● Exercise description
Every line from the one containing "Extract woman with" to the end of the records below should be returned exactly; pictures are to be dropped.
- - -
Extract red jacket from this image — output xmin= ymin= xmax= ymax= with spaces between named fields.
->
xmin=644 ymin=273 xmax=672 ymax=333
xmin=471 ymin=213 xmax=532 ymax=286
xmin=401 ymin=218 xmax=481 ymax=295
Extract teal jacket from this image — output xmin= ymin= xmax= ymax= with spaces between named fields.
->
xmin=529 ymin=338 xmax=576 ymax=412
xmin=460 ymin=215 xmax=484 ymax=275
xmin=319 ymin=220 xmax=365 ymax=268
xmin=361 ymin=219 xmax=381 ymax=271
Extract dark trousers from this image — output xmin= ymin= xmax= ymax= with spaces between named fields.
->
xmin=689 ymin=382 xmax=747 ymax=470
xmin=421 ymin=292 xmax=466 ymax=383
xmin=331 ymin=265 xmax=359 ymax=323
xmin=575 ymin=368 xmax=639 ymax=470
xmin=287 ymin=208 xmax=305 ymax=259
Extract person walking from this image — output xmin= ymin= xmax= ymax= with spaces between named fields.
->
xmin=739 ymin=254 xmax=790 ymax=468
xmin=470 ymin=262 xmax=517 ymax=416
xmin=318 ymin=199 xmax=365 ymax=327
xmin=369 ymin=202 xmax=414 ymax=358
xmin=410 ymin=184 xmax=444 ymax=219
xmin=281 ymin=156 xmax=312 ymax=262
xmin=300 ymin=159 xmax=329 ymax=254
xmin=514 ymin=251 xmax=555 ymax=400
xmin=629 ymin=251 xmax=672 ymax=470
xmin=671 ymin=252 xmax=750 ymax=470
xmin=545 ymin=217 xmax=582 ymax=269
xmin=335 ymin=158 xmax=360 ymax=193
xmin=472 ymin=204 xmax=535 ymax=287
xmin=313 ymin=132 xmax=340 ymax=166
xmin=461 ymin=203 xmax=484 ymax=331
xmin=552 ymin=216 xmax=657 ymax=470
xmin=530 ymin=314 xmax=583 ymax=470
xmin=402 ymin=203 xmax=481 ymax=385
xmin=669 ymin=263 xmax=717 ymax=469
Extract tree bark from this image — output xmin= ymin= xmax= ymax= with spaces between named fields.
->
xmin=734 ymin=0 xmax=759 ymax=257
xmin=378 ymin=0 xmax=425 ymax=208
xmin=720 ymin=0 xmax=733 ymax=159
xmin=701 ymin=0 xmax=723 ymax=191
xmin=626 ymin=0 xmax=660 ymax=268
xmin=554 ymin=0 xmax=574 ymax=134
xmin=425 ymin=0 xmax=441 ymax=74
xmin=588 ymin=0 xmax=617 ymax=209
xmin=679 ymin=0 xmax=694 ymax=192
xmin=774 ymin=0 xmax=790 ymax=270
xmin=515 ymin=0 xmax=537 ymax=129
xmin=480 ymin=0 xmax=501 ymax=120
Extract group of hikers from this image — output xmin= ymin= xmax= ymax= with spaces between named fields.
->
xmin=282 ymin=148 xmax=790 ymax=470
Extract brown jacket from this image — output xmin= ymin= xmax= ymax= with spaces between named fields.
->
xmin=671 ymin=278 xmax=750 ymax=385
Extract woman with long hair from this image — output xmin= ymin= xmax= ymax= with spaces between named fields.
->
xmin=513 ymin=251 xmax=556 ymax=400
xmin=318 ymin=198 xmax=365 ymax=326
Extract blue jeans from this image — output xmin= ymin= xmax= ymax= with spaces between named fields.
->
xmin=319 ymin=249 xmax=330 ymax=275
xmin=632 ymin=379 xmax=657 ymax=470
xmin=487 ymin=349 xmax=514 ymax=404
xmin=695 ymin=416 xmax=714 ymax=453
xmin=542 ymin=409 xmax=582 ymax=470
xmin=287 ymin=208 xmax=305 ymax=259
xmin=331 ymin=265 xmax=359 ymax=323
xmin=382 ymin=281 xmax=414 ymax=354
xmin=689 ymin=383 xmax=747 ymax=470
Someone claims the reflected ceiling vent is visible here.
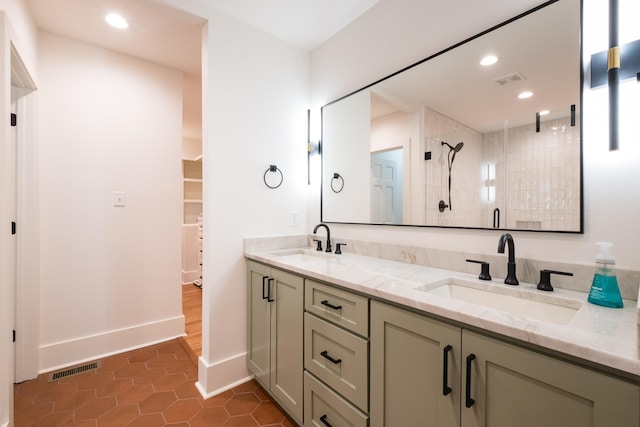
- - -
● Task result
Extract woman with long hair from this image — output xmin= ymin= xmax= ymax= with spaces between named fields.
->
xmin=513 ymin=251 xmax=556 ymax=400
xmin=318 ymin=198 xmax=365 ymax=326
Extract blue jeans from this image — output xmin= ymin= xmax= ymax= with spaces between named fields.
->
xmin=319 ymin=249 xmax=330 ymax=275
xmin=632 ymin=379 xmax=657 ymax=470
xmin=487 ymin=349 xmax=514 ymax=404
xmin=695 ymin=416 xmax=714 ymax=453
xmin=542 ymin=409 xmax=582 ymax=470
xmin=287 ymin=208 xmax=305 ymax=259
xmin=331 ymin=265 xmax=359 ymax=323
xmin=382 ymin=281 xmax=414 ymax=354
xmin=689 ymin=383 xmax=747 ymax=470
Someone claims the reflected ceiling vent is visible here.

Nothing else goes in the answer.